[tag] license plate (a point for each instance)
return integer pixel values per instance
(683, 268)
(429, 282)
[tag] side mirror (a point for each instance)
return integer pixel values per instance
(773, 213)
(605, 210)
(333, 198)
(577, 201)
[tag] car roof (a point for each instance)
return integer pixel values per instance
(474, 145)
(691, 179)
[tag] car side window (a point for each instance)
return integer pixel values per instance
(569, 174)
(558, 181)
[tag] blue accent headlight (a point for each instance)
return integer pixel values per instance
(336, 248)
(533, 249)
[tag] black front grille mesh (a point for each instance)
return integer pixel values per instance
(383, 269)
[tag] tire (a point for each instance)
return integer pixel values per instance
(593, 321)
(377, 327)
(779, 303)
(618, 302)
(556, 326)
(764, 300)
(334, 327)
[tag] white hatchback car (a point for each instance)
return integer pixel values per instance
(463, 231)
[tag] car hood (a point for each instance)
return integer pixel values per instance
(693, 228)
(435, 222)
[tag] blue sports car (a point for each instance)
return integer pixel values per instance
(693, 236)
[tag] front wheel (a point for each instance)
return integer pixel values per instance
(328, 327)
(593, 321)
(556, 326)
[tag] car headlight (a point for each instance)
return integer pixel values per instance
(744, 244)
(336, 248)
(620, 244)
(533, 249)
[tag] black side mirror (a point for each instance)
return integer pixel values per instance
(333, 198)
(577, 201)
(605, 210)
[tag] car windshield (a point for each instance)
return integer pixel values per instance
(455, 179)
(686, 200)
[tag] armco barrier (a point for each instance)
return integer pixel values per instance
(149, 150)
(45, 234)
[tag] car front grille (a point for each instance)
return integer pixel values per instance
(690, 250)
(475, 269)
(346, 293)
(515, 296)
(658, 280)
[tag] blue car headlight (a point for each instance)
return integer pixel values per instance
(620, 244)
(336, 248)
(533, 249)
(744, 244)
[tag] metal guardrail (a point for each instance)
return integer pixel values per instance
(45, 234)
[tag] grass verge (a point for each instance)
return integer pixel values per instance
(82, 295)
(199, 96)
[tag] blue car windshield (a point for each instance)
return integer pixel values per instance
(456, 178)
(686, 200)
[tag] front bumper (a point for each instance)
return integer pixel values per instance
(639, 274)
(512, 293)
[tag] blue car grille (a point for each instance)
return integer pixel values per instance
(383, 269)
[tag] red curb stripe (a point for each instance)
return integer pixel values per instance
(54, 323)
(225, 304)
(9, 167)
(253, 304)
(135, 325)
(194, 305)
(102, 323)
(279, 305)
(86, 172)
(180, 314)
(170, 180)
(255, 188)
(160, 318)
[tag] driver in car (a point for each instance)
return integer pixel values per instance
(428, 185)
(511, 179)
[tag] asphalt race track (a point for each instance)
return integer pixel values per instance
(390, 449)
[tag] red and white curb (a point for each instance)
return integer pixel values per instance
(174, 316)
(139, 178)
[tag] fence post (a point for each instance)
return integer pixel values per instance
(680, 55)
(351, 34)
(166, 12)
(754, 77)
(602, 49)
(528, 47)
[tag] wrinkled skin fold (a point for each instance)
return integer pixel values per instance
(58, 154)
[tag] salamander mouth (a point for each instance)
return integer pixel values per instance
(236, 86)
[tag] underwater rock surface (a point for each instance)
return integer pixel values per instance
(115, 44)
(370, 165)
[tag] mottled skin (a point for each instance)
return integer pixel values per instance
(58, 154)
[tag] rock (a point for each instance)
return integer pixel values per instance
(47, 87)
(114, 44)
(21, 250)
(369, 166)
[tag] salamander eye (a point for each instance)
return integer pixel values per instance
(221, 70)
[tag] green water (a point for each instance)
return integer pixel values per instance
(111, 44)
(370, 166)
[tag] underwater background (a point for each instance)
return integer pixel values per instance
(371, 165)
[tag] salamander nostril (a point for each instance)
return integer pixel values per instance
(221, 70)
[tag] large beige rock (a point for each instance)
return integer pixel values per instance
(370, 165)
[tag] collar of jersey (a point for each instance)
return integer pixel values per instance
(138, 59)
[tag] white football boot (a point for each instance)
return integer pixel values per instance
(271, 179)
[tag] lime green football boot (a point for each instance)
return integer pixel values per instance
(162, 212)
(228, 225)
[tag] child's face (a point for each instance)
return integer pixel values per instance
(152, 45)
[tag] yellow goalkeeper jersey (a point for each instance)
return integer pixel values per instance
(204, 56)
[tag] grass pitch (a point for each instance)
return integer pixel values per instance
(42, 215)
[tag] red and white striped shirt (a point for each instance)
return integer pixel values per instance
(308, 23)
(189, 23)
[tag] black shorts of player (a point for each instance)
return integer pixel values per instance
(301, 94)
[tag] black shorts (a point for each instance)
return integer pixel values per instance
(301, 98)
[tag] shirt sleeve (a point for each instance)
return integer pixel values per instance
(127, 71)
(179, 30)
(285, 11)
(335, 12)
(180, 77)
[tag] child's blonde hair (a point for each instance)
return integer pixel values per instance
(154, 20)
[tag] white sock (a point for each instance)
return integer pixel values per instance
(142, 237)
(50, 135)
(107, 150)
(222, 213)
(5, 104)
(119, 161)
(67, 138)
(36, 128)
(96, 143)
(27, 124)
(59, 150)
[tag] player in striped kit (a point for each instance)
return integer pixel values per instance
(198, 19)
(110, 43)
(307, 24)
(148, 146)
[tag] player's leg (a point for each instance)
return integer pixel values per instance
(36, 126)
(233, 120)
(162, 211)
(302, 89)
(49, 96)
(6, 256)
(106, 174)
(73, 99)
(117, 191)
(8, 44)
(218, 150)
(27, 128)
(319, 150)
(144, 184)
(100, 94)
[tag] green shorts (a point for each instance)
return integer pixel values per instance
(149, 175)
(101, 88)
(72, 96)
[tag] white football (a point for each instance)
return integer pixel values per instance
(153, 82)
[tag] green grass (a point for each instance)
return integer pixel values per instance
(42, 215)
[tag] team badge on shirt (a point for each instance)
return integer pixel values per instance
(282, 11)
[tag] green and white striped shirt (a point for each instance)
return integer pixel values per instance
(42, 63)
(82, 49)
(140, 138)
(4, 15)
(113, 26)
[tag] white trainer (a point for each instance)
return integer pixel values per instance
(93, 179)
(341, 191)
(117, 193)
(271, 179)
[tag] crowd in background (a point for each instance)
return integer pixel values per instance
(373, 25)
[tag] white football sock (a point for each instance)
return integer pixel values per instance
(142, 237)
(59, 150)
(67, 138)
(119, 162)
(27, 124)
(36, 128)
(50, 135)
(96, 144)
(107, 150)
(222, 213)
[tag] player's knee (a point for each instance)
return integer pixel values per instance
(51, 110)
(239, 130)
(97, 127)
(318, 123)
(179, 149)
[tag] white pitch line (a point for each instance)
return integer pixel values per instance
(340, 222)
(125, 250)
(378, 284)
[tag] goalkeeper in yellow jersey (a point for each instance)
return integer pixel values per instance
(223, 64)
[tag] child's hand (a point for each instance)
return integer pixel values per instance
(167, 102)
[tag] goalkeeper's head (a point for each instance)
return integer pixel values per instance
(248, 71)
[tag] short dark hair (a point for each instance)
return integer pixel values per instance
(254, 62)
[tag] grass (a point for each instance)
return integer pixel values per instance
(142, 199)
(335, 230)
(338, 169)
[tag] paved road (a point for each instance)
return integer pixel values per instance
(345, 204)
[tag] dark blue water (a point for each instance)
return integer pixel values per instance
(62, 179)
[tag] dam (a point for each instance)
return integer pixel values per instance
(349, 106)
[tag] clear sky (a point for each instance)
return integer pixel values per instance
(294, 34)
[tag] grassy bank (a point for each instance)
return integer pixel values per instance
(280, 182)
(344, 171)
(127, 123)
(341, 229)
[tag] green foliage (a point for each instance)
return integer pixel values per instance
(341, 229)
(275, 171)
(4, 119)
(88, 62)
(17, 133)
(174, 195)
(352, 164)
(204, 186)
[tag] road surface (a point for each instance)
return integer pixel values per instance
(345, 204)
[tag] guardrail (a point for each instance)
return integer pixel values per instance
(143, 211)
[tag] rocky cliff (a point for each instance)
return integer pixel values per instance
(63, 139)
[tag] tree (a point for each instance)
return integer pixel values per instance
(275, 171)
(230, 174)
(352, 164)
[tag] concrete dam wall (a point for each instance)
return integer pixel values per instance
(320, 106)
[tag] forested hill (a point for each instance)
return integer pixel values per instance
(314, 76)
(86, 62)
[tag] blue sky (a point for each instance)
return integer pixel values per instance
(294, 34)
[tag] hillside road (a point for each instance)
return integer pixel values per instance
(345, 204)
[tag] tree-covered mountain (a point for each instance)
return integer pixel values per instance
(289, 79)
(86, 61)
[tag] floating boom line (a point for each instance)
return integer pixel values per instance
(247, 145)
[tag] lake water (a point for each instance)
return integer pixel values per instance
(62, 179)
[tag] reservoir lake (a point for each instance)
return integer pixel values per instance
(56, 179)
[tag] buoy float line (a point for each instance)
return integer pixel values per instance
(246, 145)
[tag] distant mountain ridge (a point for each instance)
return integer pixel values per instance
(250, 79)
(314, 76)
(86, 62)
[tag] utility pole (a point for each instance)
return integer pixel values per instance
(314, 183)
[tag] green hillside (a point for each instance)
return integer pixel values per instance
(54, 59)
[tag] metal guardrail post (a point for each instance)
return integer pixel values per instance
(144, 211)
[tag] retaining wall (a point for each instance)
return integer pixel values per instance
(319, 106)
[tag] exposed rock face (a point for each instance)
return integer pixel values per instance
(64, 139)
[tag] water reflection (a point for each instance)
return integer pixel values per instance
-----
_Work request_: Show the lines of the records that contain the word "shorts".

_Exercise solution_:
[tag] black shorts of player (a point for each instance)
[tag] black shorts (a point for each instance)
[tag] green shorts (a point for each instance)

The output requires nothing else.